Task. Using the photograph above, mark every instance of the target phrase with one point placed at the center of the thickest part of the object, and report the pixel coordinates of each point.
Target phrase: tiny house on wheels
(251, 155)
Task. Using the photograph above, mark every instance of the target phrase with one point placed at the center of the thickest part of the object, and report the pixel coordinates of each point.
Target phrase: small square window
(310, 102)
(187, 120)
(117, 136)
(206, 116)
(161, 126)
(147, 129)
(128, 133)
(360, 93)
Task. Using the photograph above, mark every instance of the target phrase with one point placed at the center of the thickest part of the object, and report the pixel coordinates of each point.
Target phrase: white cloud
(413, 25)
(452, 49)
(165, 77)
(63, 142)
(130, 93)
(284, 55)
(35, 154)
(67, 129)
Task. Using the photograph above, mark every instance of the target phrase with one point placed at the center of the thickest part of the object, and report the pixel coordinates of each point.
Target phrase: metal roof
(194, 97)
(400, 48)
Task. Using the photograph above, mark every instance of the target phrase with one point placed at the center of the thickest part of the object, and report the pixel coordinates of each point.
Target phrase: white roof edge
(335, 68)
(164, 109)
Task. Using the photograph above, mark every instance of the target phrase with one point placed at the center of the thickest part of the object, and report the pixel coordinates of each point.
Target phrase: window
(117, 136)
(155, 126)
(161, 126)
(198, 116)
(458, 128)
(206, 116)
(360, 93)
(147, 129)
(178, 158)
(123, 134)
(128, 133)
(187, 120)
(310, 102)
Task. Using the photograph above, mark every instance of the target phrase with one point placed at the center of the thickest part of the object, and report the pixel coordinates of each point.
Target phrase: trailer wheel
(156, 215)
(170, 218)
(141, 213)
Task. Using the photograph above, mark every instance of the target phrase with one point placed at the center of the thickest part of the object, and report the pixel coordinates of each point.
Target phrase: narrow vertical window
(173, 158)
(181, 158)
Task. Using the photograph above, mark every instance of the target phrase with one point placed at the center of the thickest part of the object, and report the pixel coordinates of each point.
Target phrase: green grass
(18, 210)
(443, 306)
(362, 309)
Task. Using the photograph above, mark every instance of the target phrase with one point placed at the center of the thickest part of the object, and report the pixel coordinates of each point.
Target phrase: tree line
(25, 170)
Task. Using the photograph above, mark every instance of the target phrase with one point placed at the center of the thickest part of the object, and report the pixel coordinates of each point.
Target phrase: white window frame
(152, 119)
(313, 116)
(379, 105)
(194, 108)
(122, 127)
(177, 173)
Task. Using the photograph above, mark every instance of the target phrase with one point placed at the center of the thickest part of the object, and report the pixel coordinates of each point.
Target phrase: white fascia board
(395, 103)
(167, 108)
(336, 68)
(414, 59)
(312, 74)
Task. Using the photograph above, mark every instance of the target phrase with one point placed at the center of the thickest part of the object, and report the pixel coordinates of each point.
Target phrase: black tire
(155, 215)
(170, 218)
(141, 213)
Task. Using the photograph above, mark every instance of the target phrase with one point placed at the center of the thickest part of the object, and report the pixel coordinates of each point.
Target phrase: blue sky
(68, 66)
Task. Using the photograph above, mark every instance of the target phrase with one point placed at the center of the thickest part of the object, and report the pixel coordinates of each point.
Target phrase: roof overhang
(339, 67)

○ ○ ○ ○ ○ ○ ○

Your task is to repeat the data exactly, with nothing left out.

Task. Using the photograph above, mark every instance of the target phrase with one point placed at the center of the thickest part of the object, and report the pixel coordinates of each point.
Target phrase: tiny house on wheels
(251, 155)
Task. Using the photograph above, mark every instance of the target phrase with one point placed at the center of the thickest part of the object, and report the pixel coordinates of each point.
Target phrase: small square window
(310, 102)
(187, 120)
(117, 136)
(206, 116)
(161, 126)
(147, 129)
(128, 133)
(360, 93)
Task. Using the photograph above, mark every instance of the target phrase with one point placed at the center of the thickest part of the object, and report the pixel coordinates of each point.
Target phrase: white cloud
(413, 25)
(452, 49)
(165, 77)
(63, 142)
(130, 93)
(284, 55)
(35, 154)
(67, 129)
Task. Using the photograph above, mark every instance of the target phrase with one point placed at the center of the thickest part of the object, and report the pixel coordinates of each point.
Target phrase: metal roof
(194, 97)
(400, 48)
Task. Using the photograph above, mark every instance of the target phrase with one point placed at the center of the thickest part of the object, and report the pixel coordinates of each point.
Target phrase: white roof edge
(335, 68)
(164, 109)
Task. Using the photograph above, mark every instance of the target phrase with one point placed at the center of the thickest part of the object, and report the pixel coordinates of each point.
Target phrase: window
(117, 136)
(155, 126)
(161, 126)
(198, 116)
(458, 128)
(206, 116)
(360, 93)
(147, 129)
(178, 158)
(123, 134)
(128, 133)
(187, 120)
(310, 102)
Task. Using the photograph above, mark every instance of the target phrase with one point placed at the center of the thickest part of the object, and report the pixel coordinates of each point.
Target phrase: trailer wheel
(156, 215)
(170, 218)
(141, 213)
Task. Using the photograph above, mark every instance of the target phrase with one point placed at the center of the thickest part of the object, and report the pixel coordinates of each point.
Target phrase: narrow vertical window
(173, 158)
(181, 158)
Task. Using the photograph above, mark every instance of the target phrase with one point placed at the center of the thickest part of the object, and report the pixel coordinates of each point.
Target phrase: green grass
(18, 210)
(443, 306)
(362, 309)
Task. Using the photograph above, mark every instance of the target phrase with one point placed at the center of the thickest part of the object, and report the pixel coordinates of each point.
Target phrase: tree line
(25, 170)
Task. Using the photograph above, mark every instance of the target phrase with one point placed at the center of the thickest part of the object, and report the pixel coordinates of each point.
Target phrase: white window frame
(152, 119)
(313, 116)
(379, 105)
(194, 108)
(122, 127)
(177, 173)
Task. Using the photograph above, mark every instance of the target phrase with one point placed at the center of the thickest part of the object, and report the pixel coordinates of each point.
Target phrase: white fascia board
(395, 103)
(167, 108)
(336, 68)
(414, 59)
(312, 74)
Task. Using the photograph above, mark every instance of the target phrase with one point placed at the center of the thickest part of the object, and report the pixel coordinates of each point.
Target phrase: black tire
(155, 215)
(170, 218)
(141, 213)
Task. Using the photograph above, mark every instance of the target phrase with one point placed at the center of the thickest part of the object, and report the pixel coordinates of each point.
Target phrase: blue sky
(68, 66)
Task. Using the photograph above, mark every instance of the target phrase with one point placed at the center of the thickest part of the object, and report the pixel coordinates of each point.
Target phrase: roof overhang
(339, 67)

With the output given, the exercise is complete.